§ Text section:
McSweeney’s, 2004
Chris Ware, possibly one of the finest comic artists of the last 20 years, takes the editorial reigns for this issue of McSweeney’s, and turns it into a half-quirky, half-conservative survey of the State of the Art. Conservative in that very few of the artists are unfamiliar to me, and any fan of Fantagraphics Books and Last Gasp will know the roster: Robert Crumb, Los Bros Hernandez, Daniel Clowes, Jim Woodring, Seth, Kim Dietch, Julie Doucet, Lynda Barry, and many more usual suspects. Quirky, because we also get essays from John Updike, Ira Glass, and glimpses of errata from Krazy Kat’s George Herriman and Charles Shultz. Those last two are not surprising if you know that Ware is also editing their collections. Most of these separate articles are by Ware as well, and his writing is scholarly and not snarky; if you were expecting the self-deprecation of his Acme Novelty Library text, it ain’t here.
There’s a slight thematic thread running through Ware’s selection, which is set up in an essay on Rodolphe Topffer, the “inventor of comics.” Topffer’s work, which is subsequently appropriated by the Americans (if not outright stolen) is a satire on a romantic, suicidal buffoon. It’s almost if the despair and self-loathing that infects most American comics is there from the beginning, like bad DNA.

§ Requirement 1:
Answer these questions about the McSweeney's review:
(a) Who edits this issue of McSweeney's?
(b) Which two people contribute essays, besides the comic artists?
(c) Who is the subject of the essay that sets up the issue's thematic thread?
§ Requirement 2: Rewrite the McSweeney's review starting with "There’s a slight" and going on through "like bad DNA.", swapping "buffoon" for "clown".

§ Provided information:
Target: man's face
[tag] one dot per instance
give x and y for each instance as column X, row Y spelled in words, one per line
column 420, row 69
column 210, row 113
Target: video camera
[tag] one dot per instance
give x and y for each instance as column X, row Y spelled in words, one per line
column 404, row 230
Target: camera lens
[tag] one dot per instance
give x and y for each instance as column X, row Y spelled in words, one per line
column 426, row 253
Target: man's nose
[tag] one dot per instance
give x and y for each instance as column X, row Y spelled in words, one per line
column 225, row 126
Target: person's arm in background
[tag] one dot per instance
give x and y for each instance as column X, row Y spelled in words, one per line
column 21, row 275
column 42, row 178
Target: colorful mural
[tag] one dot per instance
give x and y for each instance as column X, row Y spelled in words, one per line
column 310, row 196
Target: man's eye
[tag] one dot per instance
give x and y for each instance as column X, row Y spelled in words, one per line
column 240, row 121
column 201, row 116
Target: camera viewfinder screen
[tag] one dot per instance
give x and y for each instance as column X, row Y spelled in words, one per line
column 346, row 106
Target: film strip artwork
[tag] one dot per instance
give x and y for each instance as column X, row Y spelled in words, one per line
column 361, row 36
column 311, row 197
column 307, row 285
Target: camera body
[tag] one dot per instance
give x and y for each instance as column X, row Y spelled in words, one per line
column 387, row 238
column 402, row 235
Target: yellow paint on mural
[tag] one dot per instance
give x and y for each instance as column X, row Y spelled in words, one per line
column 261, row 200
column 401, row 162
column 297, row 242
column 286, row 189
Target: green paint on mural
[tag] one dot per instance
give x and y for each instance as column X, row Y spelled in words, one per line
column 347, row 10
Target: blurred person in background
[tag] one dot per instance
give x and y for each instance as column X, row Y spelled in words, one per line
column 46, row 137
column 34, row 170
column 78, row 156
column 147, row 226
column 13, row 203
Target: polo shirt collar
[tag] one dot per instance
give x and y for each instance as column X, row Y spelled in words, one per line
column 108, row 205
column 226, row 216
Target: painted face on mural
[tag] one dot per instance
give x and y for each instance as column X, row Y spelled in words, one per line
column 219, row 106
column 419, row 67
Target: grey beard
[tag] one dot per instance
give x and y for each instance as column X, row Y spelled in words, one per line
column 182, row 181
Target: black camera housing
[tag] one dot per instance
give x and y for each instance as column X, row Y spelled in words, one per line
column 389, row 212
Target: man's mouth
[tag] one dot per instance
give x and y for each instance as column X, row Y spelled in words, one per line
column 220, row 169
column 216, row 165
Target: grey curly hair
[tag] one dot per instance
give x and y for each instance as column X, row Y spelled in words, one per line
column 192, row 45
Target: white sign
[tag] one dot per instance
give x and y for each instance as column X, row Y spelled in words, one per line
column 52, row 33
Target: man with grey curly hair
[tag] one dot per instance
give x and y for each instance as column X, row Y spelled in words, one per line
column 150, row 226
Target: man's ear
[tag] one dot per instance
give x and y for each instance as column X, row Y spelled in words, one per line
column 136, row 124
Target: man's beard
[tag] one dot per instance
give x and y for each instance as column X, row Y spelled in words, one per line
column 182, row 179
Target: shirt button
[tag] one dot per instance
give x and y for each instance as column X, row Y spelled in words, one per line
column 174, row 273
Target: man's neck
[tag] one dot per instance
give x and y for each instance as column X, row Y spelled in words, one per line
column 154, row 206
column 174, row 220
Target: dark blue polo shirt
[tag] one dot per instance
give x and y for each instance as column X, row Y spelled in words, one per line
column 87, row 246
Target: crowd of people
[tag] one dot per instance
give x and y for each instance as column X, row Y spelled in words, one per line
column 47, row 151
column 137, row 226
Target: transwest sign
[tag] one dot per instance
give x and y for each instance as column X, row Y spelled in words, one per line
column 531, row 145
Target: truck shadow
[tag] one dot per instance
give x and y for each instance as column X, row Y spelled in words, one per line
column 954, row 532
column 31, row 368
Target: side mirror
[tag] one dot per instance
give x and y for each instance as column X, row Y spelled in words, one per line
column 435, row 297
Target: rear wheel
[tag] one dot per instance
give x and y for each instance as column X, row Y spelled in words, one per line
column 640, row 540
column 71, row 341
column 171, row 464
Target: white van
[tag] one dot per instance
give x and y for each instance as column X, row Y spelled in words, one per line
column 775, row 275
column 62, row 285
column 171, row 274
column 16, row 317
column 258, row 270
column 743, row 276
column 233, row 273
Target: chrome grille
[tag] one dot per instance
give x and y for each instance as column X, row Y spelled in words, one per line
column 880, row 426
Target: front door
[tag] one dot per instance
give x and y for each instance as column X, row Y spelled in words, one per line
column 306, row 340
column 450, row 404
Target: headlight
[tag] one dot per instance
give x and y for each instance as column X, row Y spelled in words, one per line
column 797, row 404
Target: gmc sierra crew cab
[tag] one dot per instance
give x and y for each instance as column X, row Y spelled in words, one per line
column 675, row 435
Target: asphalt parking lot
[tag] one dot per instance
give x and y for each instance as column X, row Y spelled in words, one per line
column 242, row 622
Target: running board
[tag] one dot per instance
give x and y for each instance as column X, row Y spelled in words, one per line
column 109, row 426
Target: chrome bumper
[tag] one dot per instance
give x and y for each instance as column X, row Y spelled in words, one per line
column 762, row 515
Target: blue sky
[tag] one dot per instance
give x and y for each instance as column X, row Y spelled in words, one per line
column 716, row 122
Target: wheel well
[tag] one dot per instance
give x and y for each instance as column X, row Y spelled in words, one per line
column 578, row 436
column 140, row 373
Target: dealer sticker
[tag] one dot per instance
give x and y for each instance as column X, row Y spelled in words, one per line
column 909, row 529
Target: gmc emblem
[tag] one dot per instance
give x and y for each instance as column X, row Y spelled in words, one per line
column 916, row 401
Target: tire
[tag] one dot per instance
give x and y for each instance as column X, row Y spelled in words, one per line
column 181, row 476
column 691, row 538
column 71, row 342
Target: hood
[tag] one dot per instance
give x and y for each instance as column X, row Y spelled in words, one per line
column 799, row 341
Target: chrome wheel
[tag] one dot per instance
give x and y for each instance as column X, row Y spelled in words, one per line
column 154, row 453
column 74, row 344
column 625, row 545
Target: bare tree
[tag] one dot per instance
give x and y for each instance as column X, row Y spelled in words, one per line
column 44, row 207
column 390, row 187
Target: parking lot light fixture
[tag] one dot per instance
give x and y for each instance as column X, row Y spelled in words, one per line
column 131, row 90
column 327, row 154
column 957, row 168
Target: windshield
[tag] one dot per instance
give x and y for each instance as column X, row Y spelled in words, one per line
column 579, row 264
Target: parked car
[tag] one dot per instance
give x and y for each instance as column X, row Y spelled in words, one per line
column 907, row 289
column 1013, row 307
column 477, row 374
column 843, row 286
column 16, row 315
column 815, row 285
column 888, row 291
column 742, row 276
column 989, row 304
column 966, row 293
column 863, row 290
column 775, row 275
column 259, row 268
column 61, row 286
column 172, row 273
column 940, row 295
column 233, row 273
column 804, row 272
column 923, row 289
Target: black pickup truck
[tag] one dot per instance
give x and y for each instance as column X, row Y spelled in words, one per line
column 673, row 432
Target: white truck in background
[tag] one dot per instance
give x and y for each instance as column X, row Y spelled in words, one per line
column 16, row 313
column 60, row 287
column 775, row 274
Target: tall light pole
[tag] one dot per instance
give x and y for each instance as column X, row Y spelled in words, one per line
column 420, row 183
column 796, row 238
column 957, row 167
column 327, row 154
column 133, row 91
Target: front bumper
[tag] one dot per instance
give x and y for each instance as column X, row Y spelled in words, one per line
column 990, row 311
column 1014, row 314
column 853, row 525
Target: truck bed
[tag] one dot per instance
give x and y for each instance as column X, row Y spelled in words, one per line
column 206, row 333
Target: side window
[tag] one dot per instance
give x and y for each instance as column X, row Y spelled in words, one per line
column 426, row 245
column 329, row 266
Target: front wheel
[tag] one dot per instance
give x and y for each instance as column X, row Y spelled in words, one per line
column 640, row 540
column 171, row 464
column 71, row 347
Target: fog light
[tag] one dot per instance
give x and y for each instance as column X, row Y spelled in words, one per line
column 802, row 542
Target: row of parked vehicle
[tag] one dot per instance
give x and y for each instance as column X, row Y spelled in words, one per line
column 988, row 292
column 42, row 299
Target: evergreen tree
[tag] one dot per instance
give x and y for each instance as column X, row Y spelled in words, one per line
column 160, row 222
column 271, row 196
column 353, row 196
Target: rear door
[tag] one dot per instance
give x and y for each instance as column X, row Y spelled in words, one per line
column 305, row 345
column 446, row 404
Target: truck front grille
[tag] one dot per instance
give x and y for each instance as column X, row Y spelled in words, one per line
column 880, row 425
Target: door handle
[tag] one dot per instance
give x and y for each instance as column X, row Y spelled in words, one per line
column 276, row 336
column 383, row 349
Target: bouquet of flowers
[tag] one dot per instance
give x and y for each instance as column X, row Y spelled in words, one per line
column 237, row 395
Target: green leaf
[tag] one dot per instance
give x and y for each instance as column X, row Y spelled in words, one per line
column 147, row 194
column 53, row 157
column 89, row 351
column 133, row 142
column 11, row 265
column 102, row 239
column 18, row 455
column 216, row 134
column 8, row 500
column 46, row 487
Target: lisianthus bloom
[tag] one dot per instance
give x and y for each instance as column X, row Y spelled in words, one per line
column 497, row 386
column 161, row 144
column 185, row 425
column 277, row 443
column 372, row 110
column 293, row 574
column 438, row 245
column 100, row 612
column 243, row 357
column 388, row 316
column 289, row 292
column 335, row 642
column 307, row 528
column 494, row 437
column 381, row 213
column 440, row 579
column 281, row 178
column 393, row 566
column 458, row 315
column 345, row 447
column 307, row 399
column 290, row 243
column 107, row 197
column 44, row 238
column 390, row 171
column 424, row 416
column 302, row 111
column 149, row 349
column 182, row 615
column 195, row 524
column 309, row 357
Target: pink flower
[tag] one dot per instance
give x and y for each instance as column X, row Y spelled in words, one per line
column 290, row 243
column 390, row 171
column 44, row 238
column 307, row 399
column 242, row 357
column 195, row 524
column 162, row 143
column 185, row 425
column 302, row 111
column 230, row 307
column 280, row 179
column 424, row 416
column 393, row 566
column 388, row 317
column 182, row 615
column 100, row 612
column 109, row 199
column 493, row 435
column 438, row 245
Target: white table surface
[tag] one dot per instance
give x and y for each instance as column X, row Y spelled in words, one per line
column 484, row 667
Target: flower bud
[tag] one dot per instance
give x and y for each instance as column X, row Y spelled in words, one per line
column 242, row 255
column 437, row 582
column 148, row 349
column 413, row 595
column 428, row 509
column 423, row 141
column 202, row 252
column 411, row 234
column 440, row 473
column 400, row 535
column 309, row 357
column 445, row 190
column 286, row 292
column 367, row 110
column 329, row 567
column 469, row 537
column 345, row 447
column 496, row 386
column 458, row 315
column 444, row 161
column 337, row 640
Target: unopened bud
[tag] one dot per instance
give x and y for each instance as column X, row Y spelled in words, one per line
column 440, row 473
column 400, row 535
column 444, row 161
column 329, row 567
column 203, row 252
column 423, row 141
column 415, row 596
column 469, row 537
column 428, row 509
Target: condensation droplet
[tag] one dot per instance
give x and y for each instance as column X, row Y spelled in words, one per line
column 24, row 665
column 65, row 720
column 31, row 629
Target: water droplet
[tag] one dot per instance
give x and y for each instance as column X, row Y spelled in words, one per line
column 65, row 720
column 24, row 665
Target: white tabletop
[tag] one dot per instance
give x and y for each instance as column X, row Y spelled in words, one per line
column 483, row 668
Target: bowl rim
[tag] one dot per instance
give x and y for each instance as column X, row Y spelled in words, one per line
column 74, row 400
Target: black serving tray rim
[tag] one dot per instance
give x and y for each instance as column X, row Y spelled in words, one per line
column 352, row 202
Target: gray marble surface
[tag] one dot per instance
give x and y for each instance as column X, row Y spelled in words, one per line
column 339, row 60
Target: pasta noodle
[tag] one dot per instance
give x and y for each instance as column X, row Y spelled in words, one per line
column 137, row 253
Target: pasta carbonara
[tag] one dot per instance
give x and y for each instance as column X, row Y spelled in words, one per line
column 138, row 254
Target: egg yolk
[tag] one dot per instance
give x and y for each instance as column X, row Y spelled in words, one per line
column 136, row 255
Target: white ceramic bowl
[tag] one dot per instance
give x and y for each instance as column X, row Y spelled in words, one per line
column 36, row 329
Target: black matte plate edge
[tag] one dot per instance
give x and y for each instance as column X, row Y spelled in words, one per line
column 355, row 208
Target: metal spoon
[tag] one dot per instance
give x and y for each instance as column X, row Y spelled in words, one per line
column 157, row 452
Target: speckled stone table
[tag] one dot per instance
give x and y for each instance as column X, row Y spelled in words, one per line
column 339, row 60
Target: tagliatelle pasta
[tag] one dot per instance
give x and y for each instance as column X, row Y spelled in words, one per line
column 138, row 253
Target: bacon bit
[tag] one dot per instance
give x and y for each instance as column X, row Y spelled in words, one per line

§ Written response 1:
(a) Chris Ware
(b) John Updike and Ira Glass
(c) Rodolphe Topffer, the "inventor of comics"

§ Written response 2:
There’s a slight thematic thread running through Ware’s selection, which is set up in an essay on Rodolphe Topffer, the “inventor of comics.” Topffer’s work, which is subsequently appropriated by the Americans (if not outright stolen) is a satire on a romantic, suicidal clown. It’s almost if the despair and self-loathing that infects most American comics is there from the beginning, like bad DNA.